━━━━━ TEXTE ━━━━━

Tunisie : Kaïs Saïed et le degré zéro de l’autoritarisme

Depuis le «coup d’éclat démocratique» du 25 juillet 2021, le despotisme rampant se poursuit sournoisement en Tunisie. Faisant fi des protestations de ses adversaires politiques, restant sourd aux interrogations de certains de ses propres «alliés», suscitant, chaque jour un peu plus, la méfiance et le désarroi des anti-«Frérots» (Frères musulmans, Ndlr) qui le soutiennent, Kaïs Saïed avance résolument, obsédé par un seul objectif, sanctuariser son pouvoir, s’ériger en une autorité absolue et avoir la mainmise sur le pays jusqu’à la fin de ses jours.

Par Salah El-Gharbi *

Pour y parvenir, le président de la république n’a qu’à suivre l’exemple des «anciens» : exploiter l’ingénuité d’une masse défaitiste et en grande partie inculte, chercher à satelliser les organisations nationales (UGTT, Utica, Utap, LTDH, UNFT…) et attirer dans ses filets les opportunistes de tous bords, y compris les prétendus «droit-de-l’hommistes» et leurs acabits.

En effet, comme tous les hommes et toutes les femmes de sa génération, M. Saïed a vécu dans un pays où la vie politique était incarnée par une seule personne dont la volonté, les envies et, parfois, les caprices se traduisaient, assez souvent, par des décrets.

Les débats contradictoires, la concertation ou la négociation, il n’en avait jamais entendu parler hormis sur les bancs de la faculté chaque fois qu’il était question d’étudier «l’autre monde». Par conséquent, durant des décennies, il n’a jamais entendu un responsable politique reconnaître s’être trompé d’appréciation, de jugement ou de stratégie.

━━━━━ RELEVÉ ━━━━━

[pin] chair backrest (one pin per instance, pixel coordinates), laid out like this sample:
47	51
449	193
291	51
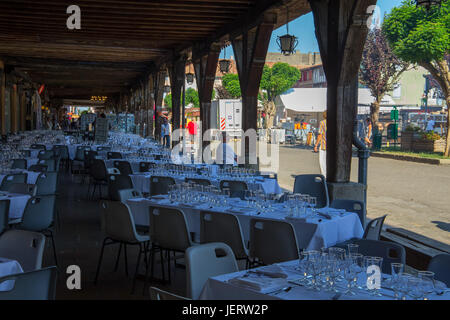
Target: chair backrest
373	229
38	214
351	206
98	170
50	163
46	183
19	164
237	188
160	185
79	154
114	155
223	227
10	179
389	251
158	294
168	228
38	146
25	247
23	188
117	182
203	182
125	194
314	185
205	261
440	265
46	154
272	241
117	221
33	285
145	166
4	214
123	166
38	168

━━━━━

Prolongez le texte sur Kaïs Saïed et l'autoritarisme en Tunisie à partir de sa dernière phrase.

Un environnement politique autocratique

La malencontreuse mésaventure de la «bataille de Bizerte», le hasardeux choix de la «collectivisation»…, dans les années 1960, aucun responsable n’aurait eu le courage de s’adresser à la population pour lui en expliquer les tenants et les aboutissants, pour justifier des choix, ou pour reconnaître qu’on avait failli…

En outre, le jeune Kaïs Saïed a baigné dans un environnement médiatique où la baignade quotidienne du président à Monastir se transformait aussitôt en un événement qui ouvrait le Journal télévisé, ce qui explique pourquoi, aujourd’hui, il trouve scandaleux que la télévision nationale ne lui accorde pas les mêmes «droits», celui de passer à la «Une» du sacro-saint JT du soir et lui donner, ainsi, l’occasion de vociférer, de menacer, de radoter et de s’écouter parler au peuple.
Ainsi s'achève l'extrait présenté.